══ Reading text ══

Sabal palmetto (Walt.) Lodd. ex J. A. & J. H. Schult.

Cabbage Palmetto

Palmae -- Palm family

Dale D. Wade and 0. Gordon Langdon

Cabbage palmetto (Sabal palmetto) is the most northerly and abundant of the native tree palms. Other names sometimes used are Carolina palmetto, common palmetto, palmetto, and cabbage-palm. This medium-sized unbranched evergreen palm commonly grows on sandy shores, along brackish marshes, in seacoast woodlands of Southeastern United States and throughout peninsular Florida. It can tolerate a broad range of soil conditions and is often planted as a street tree. Abundant fruit crops provide a good supply of food to many kinds of wildlife.

═══

Prompt 1
Answer these questions from the cabbage palmetto text:
(a) Which plant family does the cabbage palmetto belong to?
(b) What other names are sometimes used for this palm?
(c) Where is it often planted?
Prompt 2
Carry the cabbage palmetto text forward, starting after its last sentence.

══ Information supplied ══

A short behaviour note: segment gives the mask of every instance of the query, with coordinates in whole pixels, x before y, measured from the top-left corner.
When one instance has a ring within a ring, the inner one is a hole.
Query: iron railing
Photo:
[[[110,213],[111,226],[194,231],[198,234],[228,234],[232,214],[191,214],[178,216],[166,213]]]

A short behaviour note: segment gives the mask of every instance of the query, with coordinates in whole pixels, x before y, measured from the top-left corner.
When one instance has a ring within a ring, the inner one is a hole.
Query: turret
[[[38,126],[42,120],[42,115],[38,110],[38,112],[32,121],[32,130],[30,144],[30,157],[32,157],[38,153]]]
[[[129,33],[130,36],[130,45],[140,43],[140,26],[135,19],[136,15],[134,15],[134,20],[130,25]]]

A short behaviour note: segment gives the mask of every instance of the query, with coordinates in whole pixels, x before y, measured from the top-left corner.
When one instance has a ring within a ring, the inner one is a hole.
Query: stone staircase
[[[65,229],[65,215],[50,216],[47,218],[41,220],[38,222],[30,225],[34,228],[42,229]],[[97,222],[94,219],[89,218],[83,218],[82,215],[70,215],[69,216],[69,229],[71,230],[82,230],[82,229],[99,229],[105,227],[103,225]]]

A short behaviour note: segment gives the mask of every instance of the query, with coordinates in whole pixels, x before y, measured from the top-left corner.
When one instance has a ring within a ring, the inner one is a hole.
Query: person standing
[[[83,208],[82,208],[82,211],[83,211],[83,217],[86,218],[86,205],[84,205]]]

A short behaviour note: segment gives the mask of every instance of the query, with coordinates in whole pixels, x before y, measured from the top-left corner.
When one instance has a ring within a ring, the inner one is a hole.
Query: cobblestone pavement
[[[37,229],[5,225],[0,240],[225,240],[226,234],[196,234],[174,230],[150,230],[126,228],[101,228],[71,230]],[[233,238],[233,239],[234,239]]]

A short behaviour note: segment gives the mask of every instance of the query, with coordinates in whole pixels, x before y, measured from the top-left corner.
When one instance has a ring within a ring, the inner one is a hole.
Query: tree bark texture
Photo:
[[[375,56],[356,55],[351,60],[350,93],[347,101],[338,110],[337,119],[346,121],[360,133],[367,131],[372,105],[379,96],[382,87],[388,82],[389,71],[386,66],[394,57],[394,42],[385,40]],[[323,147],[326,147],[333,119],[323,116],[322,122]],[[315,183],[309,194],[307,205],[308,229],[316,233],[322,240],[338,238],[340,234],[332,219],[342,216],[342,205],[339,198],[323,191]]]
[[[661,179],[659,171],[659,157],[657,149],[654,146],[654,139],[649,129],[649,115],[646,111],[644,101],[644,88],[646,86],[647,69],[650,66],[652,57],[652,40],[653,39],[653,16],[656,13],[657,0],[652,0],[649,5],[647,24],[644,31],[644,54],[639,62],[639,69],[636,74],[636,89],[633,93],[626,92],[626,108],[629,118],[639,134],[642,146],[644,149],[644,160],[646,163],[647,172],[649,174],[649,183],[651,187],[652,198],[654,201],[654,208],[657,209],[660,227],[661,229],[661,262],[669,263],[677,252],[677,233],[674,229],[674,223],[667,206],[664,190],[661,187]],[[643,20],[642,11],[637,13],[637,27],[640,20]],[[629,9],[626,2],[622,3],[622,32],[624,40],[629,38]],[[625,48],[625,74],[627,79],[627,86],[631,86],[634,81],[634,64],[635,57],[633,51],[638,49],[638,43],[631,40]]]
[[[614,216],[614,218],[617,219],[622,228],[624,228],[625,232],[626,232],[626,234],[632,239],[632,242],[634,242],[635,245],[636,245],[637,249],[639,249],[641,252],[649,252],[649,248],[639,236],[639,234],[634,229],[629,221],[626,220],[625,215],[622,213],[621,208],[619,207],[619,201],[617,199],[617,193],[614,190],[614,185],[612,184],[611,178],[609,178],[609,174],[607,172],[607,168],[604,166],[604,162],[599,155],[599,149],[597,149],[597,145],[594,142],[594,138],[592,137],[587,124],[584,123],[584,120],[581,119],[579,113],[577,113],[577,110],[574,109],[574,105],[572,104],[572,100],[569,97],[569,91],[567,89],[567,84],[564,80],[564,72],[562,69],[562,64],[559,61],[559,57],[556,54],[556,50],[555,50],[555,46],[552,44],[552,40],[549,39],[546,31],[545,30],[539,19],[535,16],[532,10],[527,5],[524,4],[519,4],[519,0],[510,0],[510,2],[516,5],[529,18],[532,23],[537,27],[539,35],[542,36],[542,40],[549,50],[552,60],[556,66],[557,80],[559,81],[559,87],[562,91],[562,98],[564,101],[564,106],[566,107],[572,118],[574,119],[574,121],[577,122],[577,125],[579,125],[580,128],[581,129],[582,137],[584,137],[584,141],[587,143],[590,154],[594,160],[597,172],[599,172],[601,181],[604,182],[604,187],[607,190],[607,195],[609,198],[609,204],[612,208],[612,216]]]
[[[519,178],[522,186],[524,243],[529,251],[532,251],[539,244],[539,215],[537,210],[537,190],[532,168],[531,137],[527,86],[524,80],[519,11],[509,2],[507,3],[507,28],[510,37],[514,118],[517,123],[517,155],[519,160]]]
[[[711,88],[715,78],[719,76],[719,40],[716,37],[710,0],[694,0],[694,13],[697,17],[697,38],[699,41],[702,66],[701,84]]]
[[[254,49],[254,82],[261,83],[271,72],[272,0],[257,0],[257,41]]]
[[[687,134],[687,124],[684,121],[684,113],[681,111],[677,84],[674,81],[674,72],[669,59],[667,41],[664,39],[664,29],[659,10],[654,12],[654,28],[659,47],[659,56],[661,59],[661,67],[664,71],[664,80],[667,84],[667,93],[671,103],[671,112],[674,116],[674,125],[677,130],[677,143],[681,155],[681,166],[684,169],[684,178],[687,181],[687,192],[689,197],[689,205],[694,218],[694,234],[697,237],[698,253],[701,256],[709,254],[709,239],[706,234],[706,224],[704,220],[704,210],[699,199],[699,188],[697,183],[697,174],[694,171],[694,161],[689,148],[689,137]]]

═══
══ Information supplied ══

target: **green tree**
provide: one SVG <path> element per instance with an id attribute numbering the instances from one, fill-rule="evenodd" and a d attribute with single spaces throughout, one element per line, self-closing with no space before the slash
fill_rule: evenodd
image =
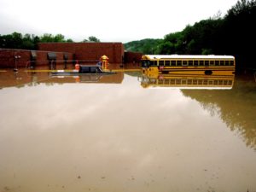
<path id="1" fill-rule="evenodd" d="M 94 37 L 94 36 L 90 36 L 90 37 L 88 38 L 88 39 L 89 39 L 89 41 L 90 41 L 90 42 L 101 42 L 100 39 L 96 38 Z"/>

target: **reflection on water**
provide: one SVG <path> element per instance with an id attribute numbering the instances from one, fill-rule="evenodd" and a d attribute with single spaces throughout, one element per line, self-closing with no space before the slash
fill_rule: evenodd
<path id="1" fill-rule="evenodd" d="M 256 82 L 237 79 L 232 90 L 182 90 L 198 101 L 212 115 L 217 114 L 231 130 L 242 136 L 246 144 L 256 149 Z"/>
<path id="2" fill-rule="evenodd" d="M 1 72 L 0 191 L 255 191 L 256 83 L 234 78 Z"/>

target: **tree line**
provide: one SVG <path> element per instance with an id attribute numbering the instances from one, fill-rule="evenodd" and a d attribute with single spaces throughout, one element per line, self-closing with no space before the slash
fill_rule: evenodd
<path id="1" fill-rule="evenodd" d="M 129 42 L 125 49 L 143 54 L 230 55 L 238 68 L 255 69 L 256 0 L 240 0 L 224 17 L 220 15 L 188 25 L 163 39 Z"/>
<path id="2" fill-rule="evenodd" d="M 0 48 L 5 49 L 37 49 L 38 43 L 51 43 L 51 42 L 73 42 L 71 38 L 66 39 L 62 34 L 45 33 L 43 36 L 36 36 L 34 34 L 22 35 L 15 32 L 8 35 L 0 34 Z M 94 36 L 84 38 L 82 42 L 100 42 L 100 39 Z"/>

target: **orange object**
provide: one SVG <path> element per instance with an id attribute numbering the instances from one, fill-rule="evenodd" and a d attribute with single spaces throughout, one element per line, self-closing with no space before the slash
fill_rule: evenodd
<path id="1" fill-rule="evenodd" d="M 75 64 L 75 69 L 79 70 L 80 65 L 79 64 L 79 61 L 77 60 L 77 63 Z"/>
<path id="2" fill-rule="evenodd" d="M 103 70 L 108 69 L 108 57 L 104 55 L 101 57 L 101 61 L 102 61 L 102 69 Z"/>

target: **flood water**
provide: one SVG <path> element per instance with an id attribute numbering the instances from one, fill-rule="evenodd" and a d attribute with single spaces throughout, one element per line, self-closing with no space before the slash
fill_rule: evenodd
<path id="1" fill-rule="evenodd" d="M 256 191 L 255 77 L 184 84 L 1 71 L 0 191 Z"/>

═══

Answer box 1
(a) Palmae, the palm family.
(b) Carolina palmetto, common palmetto, palmetto, and cabbage-palm.
(c) Along streets, as a street tree.

Answer box 2
Native Range

Cabbage palmetto is the most widely distributed of our native palm trees. Its range extends northward from the Florida Keys through its epicenter in south-central Florida to Cape Fear, NC. A disjunct population has been reported at Cape Hatteras, NC (16). From North Carolina south to the Florida line it hugs the coastline, usually occurring within 20 km (12 mi) of the ocean. In Florida, its northern boundary turns west through Gainesville and follows an ancient shoreline across the peninsula to the Gulf Coast. It then follows the shoreline westward to St. Andrews Bay where its range is slowly extending (3). Outside the United States, it is found in the Bahama Islands (23).

{Native ragne of Sabal palmetto}
-The native range of cabbage palmetto.


The climate within the natural range of cabbage palmetto is principally subtropical to warm temperate, humid, with an average annual rainfall of 1000 to 1630 mm. (39 to 64 in) and average annual minimum and maximum temperatures from about -4° to 36° C (25° to 97° F). Low winter temperatures apparently limit the horticultural range of the species, which now extends more than 160 km (100 mi) north and inland of its natural range (3).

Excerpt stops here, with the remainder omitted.